Monday, November 15, 2010

On owning it all and freedom

I finished rereading Franzen's Freedom last week and then went on to re-read Owning It All by William Kittredge and I am struck by the similarity between the two works, even though one is a post Post Modern work of fiction and the other is a series of essays about the death of the West and the personalization of the agrarian ideal.

The below quote could have been from either work but it comes from the novel.

"People came to this country for either money or freedom. If you don't have money, you cling to your freedoms all the more angrily. Even if smoking kills you, even if you can't afford to feed your kids, even if your kids are getting shot down by maniacs with assault rifles. You may be poor, but the one thing nobody can take away from you is the freedom to fuck up your life whatever way you want to."


Fundamentally, the protagonists of the novel are the spiritual grandchildren of the essayist. Face it, folks, we are all miserable and irrational (yes, I get the irony of me writing this out) and we cling to our notions of right and wrong, justice and transgression, and we can be emphatic about it. And that's great. That's what makes us who were are.

### [LISTED RECORDS]

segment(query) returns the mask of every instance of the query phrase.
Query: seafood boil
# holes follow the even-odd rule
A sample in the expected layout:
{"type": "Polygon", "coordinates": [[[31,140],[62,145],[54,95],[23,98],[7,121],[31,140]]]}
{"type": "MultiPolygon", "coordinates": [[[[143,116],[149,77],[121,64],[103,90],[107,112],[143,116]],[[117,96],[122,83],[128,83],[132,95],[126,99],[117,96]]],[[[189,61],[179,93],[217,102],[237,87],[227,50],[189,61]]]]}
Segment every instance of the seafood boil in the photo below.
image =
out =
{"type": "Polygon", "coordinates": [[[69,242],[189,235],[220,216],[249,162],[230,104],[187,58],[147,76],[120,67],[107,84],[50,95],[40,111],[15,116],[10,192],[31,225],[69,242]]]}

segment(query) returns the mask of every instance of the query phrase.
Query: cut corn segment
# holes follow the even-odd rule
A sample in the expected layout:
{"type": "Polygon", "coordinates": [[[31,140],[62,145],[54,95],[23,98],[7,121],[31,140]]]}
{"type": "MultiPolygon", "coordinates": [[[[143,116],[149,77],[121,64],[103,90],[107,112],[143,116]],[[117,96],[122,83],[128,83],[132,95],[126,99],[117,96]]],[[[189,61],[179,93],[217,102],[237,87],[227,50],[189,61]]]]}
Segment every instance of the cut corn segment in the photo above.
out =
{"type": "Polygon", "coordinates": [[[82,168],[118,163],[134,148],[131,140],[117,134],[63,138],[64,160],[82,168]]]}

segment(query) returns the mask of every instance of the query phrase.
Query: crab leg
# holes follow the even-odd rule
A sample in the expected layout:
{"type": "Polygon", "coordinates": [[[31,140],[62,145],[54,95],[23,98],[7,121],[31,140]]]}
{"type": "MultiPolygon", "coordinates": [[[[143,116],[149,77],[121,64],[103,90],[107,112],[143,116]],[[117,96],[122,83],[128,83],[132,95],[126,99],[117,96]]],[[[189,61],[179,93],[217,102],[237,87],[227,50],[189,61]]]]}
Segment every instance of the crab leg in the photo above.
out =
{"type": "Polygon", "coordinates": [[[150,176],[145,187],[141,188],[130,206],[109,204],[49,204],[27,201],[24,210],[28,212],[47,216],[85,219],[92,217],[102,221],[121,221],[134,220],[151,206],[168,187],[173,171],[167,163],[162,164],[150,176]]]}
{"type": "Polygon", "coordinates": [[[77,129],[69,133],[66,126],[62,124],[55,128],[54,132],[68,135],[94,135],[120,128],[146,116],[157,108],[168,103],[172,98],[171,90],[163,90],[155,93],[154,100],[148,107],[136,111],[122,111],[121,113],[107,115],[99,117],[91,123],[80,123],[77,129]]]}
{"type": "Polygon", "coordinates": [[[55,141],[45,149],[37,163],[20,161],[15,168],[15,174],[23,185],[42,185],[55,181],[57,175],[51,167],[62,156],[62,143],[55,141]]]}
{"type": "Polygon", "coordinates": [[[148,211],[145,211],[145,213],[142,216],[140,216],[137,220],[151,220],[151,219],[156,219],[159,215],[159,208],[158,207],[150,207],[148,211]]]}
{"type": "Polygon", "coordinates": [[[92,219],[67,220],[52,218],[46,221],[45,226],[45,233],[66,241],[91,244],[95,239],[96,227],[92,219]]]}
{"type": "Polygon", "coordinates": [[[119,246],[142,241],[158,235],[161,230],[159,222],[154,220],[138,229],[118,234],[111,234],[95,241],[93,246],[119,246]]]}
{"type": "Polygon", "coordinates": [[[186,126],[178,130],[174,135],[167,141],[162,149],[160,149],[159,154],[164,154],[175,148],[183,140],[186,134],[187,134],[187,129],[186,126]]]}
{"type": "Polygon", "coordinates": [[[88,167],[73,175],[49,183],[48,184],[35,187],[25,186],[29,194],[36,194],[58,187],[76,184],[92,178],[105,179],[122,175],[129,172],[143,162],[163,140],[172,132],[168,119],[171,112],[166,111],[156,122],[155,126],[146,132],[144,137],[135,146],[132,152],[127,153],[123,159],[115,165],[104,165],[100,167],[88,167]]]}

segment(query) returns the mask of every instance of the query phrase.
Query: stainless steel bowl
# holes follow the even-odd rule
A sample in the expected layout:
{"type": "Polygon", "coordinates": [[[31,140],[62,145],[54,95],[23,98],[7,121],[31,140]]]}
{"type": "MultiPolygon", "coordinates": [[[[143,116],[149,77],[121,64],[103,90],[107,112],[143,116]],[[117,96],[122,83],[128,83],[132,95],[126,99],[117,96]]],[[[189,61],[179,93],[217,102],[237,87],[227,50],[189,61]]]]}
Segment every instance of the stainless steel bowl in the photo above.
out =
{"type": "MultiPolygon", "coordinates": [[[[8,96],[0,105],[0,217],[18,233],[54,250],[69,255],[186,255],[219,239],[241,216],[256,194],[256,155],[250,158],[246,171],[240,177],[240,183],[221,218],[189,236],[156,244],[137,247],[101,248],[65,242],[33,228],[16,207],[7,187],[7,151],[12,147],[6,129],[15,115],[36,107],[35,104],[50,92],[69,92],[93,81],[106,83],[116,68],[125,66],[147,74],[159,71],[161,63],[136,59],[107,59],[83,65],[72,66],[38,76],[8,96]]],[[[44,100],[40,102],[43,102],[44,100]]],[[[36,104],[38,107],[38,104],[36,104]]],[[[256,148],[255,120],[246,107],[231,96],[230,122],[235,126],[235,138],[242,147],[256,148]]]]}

### [WHAT YOU NEED TO DO]
1. Reproduce the blog post on Freedom and Owning It All from "On owning it" up to and including "the agrarian ideal.", replacing "essays" with "articles".
2. Write the next part of the blog post comparing Freedom and Owning It All, picking up after its final sentence.

### [RESULTS]
1.
On owning it all and freedom

I finished rereading Franzen's Freedom last week and then went on to re-read Owning It All by William Kittredge and I am struck by the similarity between the two works, even though one is a post Post Modern work of fiction and the other is a series of articles about the death of the West and the personalization of the agrarian ideal.

2.
Think about the people who founded us; malcontents, religious extremists, and second sons. Then think about what they did...the gave the finger to the ruling powers back in the old country, and only then did they fight. It started out as an idea, words, and then did arms need to be raised.

Still, as a society, we continue to "cling to our guns" (literally in some cases, metaphorically in most other) and it cause divisions that don't need to be there.

Ninety eight percent of my political DNA is comparable with any other American reading this and as we get closer to a new Congress, can't we learn to respect each other, even when everyone thinks each other's opinions are crap (and believe me, just because you are entitled to a belief, it does not lend validity to that belief) and get on board?

Oh, and in closing, in my opinion, Freedom not sweeping the end of the year literary awards would be a sin. If you haven't read Kittredge, he is worth the read.